**REQUIRED WORK**. Lay out the lines from the one containing "the white sneaker" through the end of the records as a Markdown table with two columns, Row and Line. Number each row, and leave out blank lines.

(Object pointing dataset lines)
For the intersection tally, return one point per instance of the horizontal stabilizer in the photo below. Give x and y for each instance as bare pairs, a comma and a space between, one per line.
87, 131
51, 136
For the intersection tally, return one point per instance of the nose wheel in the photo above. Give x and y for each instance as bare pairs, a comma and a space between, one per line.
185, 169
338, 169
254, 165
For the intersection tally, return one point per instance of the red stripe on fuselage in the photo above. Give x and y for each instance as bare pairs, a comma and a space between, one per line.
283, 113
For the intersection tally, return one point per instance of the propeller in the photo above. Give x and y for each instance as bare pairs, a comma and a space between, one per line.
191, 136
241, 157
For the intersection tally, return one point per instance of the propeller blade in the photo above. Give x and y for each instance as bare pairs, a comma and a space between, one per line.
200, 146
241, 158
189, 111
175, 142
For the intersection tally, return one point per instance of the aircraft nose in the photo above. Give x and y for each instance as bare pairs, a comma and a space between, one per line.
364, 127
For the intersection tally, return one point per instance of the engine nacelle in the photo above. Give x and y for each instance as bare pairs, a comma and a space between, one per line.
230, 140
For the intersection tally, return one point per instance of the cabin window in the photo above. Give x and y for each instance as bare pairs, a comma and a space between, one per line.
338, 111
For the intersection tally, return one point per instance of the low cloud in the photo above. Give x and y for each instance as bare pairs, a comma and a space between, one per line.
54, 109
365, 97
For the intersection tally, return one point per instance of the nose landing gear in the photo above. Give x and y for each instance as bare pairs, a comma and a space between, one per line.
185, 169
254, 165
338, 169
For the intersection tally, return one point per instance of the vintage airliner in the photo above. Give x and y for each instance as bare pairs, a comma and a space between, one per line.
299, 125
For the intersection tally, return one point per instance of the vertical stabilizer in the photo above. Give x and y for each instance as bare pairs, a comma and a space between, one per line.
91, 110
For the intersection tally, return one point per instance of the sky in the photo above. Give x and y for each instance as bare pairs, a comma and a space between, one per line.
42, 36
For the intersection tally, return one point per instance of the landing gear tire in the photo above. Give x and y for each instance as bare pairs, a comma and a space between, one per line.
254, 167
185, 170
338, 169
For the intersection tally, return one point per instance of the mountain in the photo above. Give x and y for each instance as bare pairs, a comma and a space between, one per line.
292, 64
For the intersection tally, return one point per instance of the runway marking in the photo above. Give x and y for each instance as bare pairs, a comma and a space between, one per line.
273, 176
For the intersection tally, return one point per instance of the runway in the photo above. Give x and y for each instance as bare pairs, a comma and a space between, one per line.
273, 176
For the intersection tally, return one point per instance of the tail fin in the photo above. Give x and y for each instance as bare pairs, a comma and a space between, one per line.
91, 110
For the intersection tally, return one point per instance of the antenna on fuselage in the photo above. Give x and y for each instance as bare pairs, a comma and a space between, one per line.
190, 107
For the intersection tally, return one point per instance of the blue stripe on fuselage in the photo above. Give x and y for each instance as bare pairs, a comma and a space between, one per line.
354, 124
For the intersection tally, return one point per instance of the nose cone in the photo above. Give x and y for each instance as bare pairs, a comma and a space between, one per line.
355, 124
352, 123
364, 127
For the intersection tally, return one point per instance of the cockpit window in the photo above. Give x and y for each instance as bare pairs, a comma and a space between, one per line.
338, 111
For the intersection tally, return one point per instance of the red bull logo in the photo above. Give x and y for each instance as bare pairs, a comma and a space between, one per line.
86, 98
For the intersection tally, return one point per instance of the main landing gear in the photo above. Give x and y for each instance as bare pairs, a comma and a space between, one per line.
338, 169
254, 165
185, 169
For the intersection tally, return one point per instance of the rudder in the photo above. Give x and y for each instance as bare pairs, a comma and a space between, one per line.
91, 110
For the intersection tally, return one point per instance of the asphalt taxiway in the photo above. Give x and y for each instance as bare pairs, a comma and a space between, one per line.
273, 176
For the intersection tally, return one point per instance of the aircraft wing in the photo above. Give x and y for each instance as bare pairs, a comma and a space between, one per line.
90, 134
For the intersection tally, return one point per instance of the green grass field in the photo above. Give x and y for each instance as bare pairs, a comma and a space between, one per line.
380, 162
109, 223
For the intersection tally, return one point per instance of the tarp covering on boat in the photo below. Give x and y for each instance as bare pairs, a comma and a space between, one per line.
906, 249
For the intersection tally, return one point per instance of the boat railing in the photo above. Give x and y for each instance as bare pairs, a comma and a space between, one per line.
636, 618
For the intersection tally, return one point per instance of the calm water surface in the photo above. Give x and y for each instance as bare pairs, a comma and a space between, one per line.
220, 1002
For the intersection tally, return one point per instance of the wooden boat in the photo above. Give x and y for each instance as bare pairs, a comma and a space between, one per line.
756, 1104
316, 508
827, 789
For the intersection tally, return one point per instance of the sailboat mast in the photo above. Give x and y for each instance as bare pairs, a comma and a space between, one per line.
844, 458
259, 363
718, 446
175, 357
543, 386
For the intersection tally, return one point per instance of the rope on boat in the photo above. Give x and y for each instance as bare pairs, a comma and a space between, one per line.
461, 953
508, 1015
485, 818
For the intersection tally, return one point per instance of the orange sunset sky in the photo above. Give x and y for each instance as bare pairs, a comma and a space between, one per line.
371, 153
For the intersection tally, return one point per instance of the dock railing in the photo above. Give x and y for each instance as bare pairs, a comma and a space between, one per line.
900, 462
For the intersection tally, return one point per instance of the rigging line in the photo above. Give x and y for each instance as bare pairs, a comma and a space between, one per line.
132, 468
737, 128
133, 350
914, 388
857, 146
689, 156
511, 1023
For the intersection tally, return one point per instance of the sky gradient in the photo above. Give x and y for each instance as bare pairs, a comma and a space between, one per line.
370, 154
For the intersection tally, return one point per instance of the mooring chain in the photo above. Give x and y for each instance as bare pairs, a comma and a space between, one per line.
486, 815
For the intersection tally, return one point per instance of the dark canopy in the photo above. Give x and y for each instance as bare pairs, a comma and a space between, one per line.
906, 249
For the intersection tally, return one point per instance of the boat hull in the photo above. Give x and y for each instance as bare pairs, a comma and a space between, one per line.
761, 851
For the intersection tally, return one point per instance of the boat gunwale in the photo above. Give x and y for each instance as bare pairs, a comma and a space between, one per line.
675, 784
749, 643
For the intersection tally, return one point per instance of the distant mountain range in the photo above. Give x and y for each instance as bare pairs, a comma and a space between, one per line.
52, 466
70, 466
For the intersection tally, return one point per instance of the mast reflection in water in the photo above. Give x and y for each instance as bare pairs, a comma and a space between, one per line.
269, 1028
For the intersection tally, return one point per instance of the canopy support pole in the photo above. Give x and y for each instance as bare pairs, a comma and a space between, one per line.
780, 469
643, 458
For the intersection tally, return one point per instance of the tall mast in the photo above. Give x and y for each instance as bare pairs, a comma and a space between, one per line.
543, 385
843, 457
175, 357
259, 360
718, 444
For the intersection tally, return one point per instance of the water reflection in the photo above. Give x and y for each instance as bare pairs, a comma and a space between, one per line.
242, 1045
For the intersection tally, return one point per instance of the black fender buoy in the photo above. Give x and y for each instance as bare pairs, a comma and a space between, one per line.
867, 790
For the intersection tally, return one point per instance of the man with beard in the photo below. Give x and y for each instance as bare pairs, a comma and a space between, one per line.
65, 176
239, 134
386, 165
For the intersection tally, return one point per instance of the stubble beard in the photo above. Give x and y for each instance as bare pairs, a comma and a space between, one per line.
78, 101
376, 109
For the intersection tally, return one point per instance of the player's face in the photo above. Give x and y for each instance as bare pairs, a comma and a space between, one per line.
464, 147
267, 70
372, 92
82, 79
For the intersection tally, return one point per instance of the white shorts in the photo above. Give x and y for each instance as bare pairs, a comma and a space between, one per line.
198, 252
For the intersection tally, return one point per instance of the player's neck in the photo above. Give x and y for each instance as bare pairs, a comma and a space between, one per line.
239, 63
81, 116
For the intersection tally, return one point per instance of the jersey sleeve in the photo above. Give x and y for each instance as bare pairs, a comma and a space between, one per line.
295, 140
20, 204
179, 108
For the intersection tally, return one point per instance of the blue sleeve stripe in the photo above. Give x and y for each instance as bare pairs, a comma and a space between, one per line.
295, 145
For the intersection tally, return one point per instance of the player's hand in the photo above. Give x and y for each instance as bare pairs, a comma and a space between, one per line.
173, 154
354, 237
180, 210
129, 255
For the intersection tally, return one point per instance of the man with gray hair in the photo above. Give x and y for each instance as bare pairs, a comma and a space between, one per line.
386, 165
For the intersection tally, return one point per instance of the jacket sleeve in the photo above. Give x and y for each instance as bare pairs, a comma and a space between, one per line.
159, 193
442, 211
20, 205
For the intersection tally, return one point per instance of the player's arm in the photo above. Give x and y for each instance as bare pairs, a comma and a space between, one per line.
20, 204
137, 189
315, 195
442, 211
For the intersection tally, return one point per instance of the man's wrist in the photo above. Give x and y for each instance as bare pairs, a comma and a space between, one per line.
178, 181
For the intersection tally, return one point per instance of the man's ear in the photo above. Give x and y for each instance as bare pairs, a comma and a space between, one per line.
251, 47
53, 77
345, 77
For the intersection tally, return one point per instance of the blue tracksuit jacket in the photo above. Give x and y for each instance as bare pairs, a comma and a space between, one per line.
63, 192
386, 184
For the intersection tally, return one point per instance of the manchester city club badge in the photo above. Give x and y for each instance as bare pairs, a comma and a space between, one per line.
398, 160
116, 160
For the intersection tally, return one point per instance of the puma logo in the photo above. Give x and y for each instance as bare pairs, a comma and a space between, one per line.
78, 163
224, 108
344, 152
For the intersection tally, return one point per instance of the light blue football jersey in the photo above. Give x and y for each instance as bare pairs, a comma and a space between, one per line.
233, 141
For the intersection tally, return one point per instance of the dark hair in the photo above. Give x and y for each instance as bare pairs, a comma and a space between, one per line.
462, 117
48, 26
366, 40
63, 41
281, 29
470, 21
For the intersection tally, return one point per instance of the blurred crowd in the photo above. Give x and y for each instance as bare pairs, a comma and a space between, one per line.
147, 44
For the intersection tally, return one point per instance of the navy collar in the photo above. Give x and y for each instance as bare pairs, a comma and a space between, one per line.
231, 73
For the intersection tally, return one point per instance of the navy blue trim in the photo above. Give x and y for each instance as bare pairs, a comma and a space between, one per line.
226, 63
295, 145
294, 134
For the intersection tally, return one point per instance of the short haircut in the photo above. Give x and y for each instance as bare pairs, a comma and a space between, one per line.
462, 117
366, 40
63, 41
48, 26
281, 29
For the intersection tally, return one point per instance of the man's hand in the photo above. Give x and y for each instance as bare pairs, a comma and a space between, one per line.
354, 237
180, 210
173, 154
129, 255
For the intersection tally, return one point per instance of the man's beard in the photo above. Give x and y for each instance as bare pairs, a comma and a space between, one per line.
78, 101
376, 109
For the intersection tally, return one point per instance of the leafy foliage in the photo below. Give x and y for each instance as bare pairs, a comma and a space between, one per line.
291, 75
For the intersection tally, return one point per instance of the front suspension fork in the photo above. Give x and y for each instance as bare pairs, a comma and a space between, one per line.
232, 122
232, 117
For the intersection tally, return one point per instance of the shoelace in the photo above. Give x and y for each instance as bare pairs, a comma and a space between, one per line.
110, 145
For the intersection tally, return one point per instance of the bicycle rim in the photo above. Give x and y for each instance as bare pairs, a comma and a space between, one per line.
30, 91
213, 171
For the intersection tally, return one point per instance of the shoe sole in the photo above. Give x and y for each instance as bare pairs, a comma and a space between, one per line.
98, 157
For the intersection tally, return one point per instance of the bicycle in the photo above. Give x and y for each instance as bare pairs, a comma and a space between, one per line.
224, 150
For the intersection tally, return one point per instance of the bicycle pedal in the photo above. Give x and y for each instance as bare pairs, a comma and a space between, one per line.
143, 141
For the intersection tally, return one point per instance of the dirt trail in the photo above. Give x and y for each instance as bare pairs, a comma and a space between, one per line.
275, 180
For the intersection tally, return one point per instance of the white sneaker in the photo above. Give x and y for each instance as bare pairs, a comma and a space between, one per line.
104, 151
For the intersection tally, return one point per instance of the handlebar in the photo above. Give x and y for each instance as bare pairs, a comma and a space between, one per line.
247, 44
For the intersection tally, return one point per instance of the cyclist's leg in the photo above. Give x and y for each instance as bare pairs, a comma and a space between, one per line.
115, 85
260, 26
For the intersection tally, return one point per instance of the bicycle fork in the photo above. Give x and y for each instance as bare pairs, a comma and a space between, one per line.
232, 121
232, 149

**SOLUTION TO THE PROBLEM**.
| Row | Line |
|---|---|
| 1 | For the intersection tally, return one point per instance of the white sneaker in the photo above. Give x and y for each instance as bare pairs, a comma and a space between, one per line. |
| 2 | 104, 151 |
| 3 | For the intersection tally, return one point per instance of the handlebar in the photo above. Give x and y for each instance as bare pairs, a comma and a space between, one per line. |
| 4 | 247, 44 |
| 5 | For the intersection tally, return one point per instance of the cyclist's leg in the photo above. Give x and y for each instance as bare pairs, a comma and a space between, one per line. |
| 6 | 115, 85 |
| 7 | 260, 26 |
| 8 | For the intersection tally, return one point per instance of the bicycle fork in the photo above. Give x and y for each instance as bare pairs, a comma and a space between, one per line. |
| 9 | 232, 121 |
| 10 | 232, 149 |